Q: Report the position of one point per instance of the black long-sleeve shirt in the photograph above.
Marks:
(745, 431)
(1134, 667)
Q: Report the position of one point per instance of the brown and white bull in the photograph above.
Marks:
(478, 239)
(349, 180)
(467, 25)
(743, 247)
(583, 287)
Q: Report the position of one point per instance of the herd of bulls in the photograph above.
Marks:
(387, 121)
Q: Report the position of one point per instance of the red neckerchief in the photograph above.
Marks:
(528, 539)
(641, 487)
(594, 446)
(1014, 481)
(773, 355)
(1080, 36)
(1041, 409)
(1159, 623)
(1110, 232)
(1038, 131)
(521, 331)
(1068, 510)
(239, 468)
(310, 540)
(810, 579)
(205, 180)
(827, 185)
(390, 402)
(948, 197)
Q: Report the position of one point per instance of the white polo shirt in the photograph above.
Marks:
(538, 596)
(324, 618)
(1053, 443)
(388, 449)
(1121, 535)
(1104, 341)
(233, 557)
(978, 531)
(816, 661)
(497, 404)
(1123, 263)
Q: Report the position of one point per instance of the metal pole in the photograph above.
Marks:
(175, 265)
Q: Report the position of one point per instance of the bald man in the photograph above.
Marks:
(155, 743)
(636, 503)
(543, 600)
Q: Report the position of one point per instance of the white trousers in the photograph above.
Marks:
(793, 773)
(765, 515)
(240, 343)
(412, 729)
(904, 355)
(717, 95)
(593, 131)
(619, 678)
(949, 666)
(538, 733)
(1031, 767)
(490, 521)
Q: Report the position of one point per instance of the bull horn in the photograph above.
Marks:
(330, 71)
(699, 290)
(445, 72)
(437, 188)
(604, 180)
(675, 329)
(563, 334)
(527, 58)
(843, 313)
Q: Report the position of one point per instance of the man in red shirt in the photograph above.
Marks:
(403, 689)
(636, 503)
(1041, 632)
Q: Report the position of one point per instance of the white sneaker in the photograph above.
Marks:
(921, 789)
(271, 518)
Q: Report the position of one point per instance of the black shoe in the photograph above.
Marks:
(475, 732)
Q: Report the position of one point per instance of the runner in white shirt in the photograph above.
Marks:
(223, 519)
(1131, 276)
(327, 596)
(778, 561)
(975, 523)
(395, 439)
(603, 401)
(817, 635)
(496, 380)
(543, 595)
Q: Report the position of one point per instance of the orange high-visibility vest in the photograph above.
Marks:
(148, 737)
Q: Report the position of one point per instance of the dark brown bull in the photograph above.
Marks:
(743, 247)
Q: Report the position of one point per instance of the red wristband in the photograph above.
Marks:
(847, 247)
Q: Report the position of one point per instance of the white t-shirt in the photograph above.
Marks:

[AIM]
Copy out every line of the listing above, word for word, from the first line to the last.

[WRITTEN RESPONSE]
Q: Report the position of one point per instance of the black long-sleeve shirt in the photograph above.
Marks:
(745, 431)
(1134, 667)
Q: Report the position of one point per instance of the brown and white bull in the photograph above.
Marks:
(478, 239)
(349, 180)
(467, 25)
(743, 247)
(583, 287)
Q: Report the position of one point per instance of the herd of bulls in the photograph above.
Marks:
(387, 121)
Q: Report the position of one point per instance of the red neckerchief in the photograph above.
Marks:
(528, 539)
(641, 487)
(594, 446)
(1014, 481)
(773, 355)
(1080, 36)
(1041, 409)
(1159, 623)
(1110, 232)
(1038, 131)
(521, 331)
(1068, 510)
(239, 468)
(310, 540)
(810, 579)
(205, 180)
(827, 185)
(390, 402)
(948, 197)
Q: Report the position of one point per instance of the white polo shirt in the photograph above.
Marks:
(538, 596)
(324, 618)
(1053, 443)
(388, 449)
(1121, 535)
(1104, 341)
(233, 557)
(978, 531)
(816, 661)
(497, 404)
(1123, 263)
Q: Report the position of one point per instance of the metal pole in the photograph above.
Marks:
(175, 265)
Q: Report the position of one point per instance of the bald man in the photograph above.
Marks:
(155, 743)
(636, 503)
(543, 600)
Q: Report the position of one point per instance of the white trousers in the photograph above.
Marks:
(793, 773)
(765, 515)
(240, 343)
(412, 729)
(904, 355)
(717, 95)
(593, 131)
(619, 678)
(949, 666)
(538, 733)
(1031, 767)
(490, 521)
Q: Report the position of one point per instance of the bull horn in the photograph above.
Marks:
(330, 71)
(699, 290)
(445, 72)
(437, 188)
(604, 180)
(675, 329)
(563, 334)
(527, 58)
(843, 313)
Q: Report the position of one point per instance of the man in red shirt in the photograph above.
Marks:
(403, 689)
(636, 503)
(1041, 632)
Q: Report the position of one point per instance of the white sneaker in the photograph above.
Marks:
(921, 789)
(271, 518)
Q: Report the position of one point per instance of the black shoe in the photograph above.
Marks:
(475, 732)
Q: Report the position of one point per instance of the runner in white shirt in the photograph above.
Marks:
(223, 519)
(1131, 276)
(327, 596)
(778, 561)
(975, 523)
(395, 439)
(603, 401)
(817, 635)
(496, 380)
(543, 595)
Q: Report the position of one point per instance of the orange high-visibility vest in the photograph above.
Marks:
(148, 737)
Q: Report the position of one point per instance of the dark brown bull in the photograph above.
Marks:
(743, 247)
Q: Report the position of one point per instance of the red wristband in the photograph above.
Marks:
(847, 247)
Q: Report the position of one point per instance of the white t-shirt in the photograph above.
Marks:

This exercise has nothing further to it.